Recast every row below as a Markdown table with two columns, Number and Line. Give each line its own number and leave out any blank lines.
-- begin Records supplied --
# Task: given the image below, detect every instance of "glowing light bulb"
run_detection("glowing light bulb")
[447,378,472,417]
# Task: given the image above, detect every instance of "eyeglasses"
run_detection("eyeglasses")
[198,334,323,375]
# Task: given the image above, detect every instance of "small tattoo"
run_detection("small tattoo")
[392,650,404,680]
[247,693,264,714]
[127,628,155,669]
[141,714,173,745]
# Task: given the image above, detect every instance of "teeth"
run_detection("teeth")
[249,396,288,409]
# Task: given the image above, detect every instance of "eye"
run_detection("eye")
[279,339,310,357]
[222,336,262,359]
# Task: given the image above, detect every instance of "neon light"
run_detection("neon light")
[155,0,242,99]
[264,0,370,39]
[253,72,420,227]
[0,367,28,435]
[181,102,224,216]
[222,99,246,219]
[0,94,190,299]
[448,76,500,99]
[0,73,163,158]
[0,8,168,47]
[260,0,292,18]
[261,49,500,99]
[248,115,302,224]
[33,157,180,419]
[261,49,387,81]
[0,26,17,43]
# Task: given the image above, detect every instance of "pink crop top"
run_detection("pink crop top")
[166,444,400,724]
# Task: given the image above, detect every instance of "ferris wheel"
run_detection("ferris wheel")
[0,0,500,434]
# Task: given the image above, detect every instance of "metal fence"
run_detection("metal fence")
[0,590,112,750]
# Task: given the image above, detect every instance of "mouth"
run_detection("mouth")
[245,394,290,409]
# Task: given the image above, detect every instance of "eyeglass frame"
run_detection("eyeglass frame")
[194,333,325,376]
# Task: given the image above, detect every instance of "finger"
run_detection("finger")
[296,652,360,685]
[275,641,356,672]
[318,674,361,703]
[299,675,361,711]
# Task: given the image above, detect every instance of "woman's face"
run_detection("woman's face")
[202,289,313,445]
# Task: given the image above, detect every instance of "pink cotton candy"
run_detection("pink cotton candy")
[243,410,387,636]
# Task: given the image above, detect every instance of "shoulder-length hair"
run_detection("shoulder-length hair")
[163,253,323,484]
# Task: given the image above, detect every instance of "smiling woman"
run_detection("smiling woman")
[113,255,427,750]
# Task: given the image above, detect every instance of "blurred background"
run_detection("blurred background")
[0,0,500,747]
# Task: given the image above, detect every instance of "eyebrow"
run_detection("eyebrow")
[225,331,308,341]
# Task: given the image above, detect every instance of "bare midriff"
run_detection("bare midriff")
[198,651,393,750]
-- end Records supplied --
▶ _Solution to the exercise_:
| Number | Line |
|---|---|
| 1 | # Task: given the image below, detect every instance of "glowing light bulb" |
| 2 | run_detection("glowing light bulb") |
| 3 | [447,378,472,417] |
| 4 | # Task: given the image above, detect every instance of "eyeglasses" |
| 5 | run_detection("eyeglasses") |
| 6 | [198,334,323,375] |
| 7 | # Task: given the image above, detect every instance of "small tattoo" |
| 8 | run_detection("small tattoo") |
| 9 | [392,650,404,680] |
| 10 | [247,693,264,714] |
| 11 | [127,628,155,669] |
| 12 | [141,714,173,745] |
| 13 | # Task: given the image above, detect every instance of "teeth" |
| 14 | run_detection("teeth") |
| 15 | [249,396,288,409] |
| 16 | # Task: given the image above, detect every instance of "eye" |
| 17 | run_detection("eye") |
| 18 | [279,339,310,357] |
| 19 | [222,336,262,359] |
| 20 | # Task: given the image above, detect every instance of "neon light" |
| 21 | run_detection("neon light") |
| 22 | [155,0,242,99] |
| 23 | [264,0,370,39] |
| 24 | [253,72,420,227] |
| 25 | [0,367,28,435] |
| 26 | [181,102,224,216] |
| 27 | [222,99,246,219] |
| 28 | [0,94,190,299] |
| 29 | [448,76,500,99] |
| 30 | [0,73,163,158] |
| 31 | [0,8,168,47] |
| 32 | [260,0,292,18] |
| 33 | [261,49,500,99] |
| 34 | [248,115,302,224] |
| 35 | [33,157,180,419] |
| 36 | [261,49,387,81] |
| 37 | [0,26,17,43] |
| 38 | # Task: given the image above, detect every instance of "pink crop top" |
| 39 | run_detection("pink crop top") |
| 40 | [166,444,400,724] |
| 41 | # Task: given the image above, detect every instance of "ferris wheel" |
| 42 | run_detection("ferris wheel") |
| 43 | [0,0,500,434] |
| 44 | # Task: given the image above, detect every instance of "metal fence" |
| 45 | run_detection("metal fence") |
| 46 | [0,590,112,750] |
| 47 | # Task: given the image above, detect every instance of "mouth" |
| 48 | run_detection("mouth") |
| 49 | [245,394,290,409] |
| 50 | # Task: given the image above, detect every instance of "eyeglass frame" |
| 51 | run_detection("eyeglass frame") |
| 52 | [194,333,325,376] |
| 53 | # Task: given the image above, detect every instance of "finger" |
| 54 | run_detection("finger") |
| 55 | [296,652,360,685] |
| 56 | [275,641,356,672] |
| 57 | [318,674,361,703] |
| 58 | [299,675,361,711] |
| 59 | # Task: given the image above, detect every instance of "woman's face" |
| 60 | run_detection("woman's face") |
| 61 | [202,289,313,445] |
| 62 | # Task: given the image above, detect every instance of "pink cotton candy" |
| 63 | run_detection("pink cotton candy") |
| 64 | [243,410,387,636] |
| 65 | # Task: given the image above, detect every instance of "shoulder-length hair" |
| 66 | run_detection("shoulder-length hair") |
| 67 | [163,253,323,484] |
| 68 | # Task: given the image above, detect every instance of "smiling woman" |
| 69 | run_detection("smiling woman") |
| 70 | [113,255,427,750] |
| 71 | # Task: given the image above, detect every instance of "blurred background" |
| 72 | run_detection("blurred background") |
| 73 | [0,0,500,747] |
| 74 | # Task: given the image above, detect every instance of "eyebrow" |
| 75 | run_detection("eyebrow") |
| 76 | [225,331,308,341] |
| 77 | # Task: given the image above, detect every instance of "bare midriff" |
| 78 | run_detection("bare midriff") |
| 79 | [198,651,393,750] |